525 F2d 1313 United States v. Rodriguez
525 F.2d 1313
UNITED STATES of America, Plaintiff-Appellee,
Eduardo RODRIGUEZ, Defendant-Appellant.
United States Court of Appeals,
Argued May 20, 1975.
Decided Sept. 22, 1975.
Ben F. Baker, Asst. U.S. Atty. (Nathan G. Graham, U.S. Atty., on the brief), for plaintiff-appellee.
George Carrasquillo, Tulsa, Okl., for defendant-appellant.
Before LEWIS, Chief Judge, and SETH and McWILLIAMS, Circuit Judges.
McWILLIAMS, Circuit Judge.
This is a search and seizure case. In our view the search and seizure violated the Fourth Amendment and the conviction must be reversed. The facts of the case are all important.
Eduardo Rodriguez was a paying passenger on a commercially operated vantype bus carrying twelve ticketed passengers from Laredo, Texas to Chicago, Illinois. The bus was pulling a U-Haul trailer.
On April 13, 1974, the bus, with trailer, arrived at the toll station on the Will Rogers Turnpike near Miami, Oklahoma. One Alfred McCrackin, a border patrol agent, was on duty at the time the bus arrived at the toll station. On the previous day, agent McCrackin had received a telephone call from a person in Texas who advised him, McCrackin, that a bus pulling a U-Haul trailer was en route from Texas to Illinois and that there was approximately 300 pounds of marijuana in the trailer. The informant advised McCrackin that the marijuana would be 'in the front of the trailer in boxes or other types of containers covered by a tarpaulin.' McCrackin testified that the informant identified himself by name, but that he, McCrackin, had not previously dealt with that particular informant. However, McCrackin did contact other border patrol agents who were acquainted with this informant, and McCrackin apparently satisfied himself that the informant was reliable.

----

## Problem 1
Write out the court opinion from "Before LEWIS, Chief" up to and including "are all important.", switching "Fourth Amendment" to "Fourteenth Amendment".

## Records shown

----

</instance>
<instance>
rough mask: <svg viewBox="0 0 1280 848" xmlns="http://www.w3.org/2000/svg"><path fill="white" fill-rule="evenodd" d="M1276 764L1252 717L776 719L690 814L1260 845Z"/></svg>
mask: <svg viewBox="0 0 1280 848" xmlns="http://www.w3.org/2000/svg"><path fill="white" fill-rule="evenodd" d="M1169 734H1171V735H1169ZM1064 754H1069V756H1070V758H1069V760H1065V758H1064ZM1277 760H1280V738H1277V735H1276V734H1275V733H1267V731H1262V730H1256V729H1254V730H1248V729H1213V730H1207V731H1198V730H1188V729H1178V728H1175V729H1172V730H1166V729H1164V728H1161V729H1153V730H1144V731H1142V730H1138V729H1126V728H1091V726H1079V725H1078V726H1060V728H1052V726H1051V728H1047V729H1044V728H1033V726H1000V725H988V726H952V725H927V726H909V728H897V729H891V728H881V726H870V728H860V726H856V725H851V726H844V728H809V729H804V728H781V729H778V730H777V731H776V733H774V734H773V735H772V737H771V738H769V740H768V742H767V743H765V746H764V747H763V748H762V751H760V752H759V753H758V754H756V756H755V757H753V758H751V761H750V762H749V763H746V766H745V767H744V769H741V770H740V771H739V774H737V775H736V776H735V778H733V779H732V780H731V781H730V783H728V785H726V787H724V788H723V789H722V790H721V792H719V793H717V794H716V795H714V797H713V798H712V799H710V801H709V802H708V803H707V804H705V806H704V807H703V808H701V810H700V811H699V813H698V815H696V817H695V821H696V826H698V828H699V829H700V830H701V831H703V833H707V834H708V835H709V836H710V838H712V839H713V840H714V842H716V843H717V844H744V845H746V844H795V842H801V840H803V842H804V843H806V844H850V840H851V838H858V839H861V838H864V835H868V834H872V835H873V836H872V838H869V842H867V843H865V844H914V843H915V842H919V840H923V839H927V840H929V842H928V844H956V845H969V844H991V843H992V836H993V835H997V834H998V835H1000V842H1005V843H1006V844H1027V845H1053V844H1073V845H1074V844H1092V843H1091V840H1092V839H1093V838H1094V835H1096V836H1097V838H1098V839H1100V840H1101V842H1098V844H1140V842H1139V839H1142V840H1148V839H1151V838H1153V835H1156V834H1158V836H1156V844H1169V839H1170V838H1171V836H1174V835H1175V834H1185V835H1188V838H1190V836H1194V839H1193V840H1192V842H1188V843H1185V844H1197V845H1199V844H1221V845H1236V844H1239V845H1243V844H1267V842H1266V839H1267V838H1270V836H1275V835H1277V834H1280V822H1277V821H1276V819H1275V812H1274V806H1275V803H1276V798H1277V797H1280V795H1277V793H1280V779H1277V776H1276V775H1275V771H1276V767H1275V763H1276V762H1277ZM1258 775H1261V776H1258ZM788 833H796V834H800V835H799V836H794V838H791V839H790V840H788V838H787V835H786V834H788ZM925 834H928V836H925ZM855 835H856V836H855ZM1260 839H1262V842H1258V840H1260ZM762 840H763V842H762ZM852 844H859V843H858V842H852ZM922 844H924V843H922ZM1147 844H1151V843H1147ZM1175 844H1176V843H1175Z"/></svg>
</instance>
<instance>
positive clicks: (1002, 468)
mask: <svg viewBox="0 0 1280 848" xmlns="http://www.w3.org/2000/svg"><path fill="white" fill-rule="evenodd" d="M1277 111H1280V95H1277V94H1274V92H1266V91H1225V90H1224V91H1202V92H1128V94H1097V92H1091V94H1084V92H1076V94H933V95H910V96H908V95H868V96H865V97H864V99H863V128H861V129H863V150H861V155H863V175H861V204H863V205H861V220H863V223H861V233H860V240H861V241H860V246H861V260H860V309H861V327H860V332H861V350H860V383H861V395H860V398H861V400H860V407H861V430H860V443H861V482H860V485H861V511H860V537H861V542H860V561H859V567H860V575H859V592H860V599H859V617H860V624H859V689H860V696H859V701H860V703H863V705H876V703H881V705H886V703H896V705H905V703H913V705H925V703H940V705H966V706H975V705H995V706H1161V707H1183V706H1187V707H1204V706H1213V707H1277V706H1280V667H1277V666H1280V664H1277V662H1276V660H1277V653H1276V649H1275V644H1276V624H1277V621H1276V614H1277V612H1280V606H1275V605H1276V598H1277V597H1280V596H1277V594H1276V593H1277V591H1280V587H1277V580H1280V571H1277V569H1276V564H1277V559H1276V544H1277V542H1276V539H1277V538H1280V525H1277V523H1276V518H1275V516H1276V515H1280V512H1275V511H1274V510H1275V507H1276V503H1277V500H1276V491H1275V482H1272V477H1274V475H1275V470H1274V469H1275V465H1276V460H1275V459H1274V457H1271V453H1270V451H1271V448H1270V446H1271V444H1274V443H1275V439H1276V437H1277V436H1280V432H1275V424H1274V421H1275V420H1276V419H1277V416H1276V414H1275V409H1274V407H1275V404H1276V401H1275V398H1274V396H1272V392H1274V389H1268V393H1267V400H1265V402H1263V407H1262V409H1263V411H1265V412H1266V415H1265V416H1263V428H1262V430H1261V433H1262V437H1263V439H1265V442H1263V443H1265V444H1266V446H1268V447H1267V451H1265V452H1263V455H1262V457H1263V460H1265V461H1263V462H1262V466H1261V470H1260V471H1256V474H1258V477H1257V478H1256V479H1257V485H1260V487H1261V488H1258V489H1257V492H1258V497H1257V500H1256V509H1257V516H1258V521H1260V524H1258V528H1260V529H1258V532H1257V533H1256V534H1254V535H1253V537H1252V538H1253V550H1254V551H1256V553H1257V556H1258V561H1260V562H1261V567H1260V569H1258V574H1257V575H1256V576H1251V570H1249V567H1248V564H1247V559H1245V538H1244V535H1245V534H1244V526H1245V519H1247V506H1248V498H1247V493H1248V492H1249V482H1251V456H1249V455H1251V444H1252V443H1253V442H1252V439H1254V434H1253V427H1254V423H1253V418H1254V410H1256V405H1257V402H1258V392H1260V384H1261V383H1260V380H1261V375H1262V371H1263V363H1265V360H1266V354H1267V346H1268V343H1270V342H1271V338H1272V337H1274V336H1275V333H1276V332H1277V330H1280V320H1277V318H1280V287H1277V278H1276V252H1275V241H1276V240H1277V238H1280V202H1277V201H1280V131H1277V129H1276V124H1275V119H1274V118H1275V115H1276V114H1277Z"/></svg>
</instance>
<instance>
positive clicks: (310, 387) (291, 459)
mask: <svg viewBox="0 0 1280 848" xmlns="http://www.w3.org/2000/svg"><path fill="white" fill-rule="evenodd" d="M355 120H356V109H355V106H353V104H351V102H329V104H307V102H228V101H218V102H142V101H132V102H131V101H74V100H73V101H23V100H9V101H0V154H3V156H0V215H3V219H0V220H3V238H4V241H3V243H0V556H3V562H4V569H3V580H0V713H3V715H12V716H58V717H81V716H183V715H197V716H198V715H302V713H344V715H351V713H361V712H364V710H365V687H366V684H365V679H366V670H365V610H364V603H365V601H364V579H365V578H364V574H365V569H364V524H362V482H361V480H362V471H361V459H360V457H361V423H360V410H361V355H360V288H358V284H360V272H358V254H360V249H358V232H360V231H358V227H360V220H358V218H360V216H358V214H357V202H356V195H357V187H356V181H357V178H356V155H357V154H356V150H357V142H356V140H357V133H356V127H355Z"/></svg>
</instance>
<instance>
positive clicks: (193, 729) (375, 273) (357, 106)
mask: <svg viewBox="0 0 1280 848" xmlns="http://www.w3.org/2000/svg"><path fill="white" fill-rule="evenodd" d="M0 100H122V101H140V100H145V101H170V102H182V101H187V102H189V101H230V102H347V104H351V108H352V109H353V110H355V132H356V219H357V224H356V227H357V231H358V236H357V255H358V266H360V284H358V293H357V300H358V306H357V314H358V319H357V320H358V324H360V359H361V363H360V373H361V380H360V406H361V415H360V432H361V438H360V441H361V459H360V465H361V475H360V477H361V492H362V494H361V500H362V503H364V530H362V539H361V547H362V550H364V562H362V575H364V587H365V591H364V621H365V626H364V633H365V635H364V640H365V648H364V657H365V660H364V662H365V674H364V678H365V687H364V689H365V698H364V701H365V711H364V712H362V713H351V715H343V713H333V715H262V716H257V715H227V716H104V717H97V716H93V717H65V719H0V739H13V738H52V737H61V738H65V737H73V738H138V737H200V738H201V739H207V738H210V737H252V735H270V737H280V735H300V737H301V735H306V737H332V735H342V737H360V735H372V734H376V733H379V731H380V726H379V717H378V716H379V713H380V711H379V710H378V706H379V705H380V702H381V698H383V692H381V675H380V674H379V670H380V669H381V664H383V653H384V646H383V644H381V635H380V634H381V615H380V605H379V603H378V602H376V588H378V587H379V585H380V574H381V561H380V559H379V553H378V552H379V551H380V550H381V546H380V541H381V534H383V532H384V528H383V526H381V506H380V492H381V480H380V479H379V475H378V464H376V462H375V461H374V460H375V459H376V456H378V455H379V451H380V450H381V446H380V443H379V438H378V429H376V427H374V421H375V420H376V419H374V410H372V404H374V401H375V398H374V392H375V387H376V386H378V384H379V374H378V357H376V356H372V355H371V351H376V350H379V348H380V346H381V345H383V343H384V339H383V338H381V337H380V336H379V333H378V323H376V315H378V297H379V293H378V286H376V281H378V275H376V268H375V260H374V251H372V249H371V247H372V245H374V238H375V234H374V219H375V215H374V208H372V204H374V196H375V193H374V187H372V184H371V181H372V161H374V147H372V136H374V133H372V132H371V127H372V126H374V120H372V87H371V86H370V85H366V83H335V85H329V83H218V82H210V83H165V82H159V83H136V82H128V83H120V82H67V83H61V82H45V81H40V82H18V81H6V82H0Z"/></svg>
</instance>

----

## Problem 2
Report each line of the listing that contains the string "clicks", copying every such line in full.

## Exercise answer 1
Before LEWIS, Chief Judge, and SETH and McWILLIAMS, Circuit Judges.
McWILLIAMS, Circuit Judge.
This is a search and seizure case. In our view the search and seizure violated the Fourteenth Amendment and the conviction must be reversed. The facts of the case are all important.

## Exercise answer 2
positive clicks: (1002, 468)
positive clicks: (310, 387) (291, 459)
positive clicks: (193, 729) (375, 273) (357, 106)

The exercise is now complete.